**待解问题:**
列出下方清单中含有字符串“stone”的每一行，并逐行完整抄录。

**所给数据:**
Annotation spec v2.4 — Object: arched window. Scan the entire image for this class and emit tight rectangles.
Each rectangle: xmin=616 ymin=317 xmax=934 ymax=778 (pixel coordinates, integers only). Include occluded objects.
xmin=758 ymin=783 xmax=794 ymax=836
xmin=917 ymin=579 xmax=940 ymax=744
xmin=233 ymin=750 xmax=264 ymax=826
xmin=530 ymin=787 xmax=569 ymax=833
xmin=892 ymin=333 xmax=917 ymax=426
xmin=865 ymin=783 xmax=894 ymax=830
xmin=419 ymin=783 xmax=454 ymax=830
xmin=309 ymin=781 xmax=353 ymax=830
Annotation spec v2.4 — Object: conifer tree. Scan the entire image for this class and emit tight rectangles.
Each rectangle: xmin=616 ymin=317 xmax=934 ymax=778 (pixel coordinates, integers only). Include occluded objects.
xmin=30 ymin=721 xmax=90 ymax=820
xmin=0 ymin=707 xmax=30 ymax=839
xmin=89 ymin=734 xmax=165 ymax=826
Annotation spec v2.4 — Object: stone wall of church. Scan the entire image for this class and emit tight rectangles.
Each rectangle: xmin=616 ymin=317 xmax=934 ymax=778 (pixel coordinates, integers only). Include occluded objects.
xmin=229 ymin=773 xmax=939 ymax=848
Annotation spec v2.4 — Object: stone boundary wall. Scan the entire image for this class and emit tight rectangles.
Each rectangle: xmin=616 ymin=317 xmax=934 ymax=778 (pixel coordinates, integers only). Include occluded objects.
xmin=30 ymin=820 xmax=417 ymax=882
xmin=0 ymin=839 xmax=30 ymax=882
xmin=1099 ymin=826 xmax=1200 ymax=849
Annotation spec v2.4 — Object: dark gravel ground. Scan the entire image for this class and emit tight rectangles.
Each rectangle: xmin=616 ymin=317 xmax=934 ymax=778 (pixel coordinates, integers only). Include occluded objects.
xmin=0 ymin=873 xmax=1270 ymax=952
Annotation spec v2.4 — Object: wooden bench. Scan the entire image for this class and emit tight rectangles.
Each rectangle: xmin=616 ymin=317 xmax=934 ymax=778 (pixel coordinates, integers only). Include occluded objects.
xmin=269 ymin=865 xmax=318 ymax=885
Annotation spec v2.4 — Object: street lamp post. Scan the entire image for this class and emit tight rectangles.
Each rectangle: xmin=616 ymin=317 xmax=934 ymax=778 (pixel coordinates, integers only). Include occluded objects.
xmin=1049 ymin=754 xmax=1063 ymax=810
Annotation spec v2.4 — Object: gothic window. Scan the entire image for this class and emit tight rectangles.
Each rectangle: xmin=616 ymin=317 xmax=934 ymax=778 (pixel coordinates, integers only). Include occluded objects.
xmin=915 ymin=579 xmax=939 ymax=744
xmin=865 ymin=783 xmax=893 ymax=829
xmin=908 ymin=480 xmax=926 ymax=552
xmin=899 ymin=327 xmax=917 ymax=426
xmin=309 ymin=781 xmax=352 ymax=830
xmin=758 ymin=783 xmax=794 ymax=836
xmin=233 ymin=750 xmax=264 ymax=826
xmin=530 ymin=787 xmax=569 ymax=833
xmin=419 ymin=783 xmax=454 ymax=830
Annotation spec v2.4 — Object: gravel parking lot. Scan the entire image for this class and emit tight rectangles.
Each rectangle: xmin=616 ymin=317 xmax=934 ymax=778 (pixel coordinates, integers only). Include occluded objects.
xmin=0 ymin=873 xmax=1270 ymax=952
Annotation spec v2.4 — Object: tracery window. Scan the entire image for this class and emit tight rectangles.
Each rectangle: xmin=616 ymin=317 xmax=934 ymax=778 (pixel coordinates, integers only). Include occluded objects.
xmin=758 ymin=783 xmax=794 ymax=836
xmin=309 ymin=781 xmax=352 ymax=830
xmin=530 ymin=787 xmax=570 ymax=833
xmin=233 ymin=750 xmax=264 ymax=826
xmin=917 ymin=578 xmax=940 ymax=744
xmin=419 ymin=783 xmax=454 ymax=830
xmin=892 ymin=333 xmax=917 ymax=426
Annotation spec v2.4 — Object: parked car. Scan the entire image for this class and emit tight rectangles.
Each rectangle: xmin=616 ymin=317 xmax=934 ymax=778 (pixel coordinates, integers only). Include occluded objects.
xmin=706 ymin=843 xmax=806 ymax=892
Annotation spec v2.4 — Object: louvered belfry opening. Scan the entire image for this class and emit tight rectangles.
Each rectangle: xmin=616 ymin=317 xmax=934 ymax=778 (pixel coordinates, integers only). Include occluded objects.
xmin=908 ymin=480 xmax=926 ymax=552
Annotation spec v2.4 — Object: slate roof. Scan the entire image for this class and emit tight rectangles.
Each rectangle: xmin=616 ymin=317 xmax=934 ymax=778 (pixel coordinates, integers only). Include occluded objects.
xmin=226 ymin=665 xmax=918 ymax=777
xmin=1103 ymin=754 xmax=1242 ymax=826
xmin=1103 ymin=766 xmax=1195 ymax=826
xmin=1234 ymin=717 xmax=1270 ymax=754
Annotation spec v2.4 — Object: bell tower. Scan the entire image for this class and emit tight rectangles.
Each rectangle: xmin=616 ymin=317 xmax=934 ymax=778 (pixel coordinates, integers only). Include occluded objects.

**输出结果:**
Annotation spec v2.4 — Object: stone wall of church. Scan the entire image for this class and emit tight rectangles.
Annotation spec v2.4 — Object: stone boundary wall. Scan the entire image for this class and emit tight rectangles.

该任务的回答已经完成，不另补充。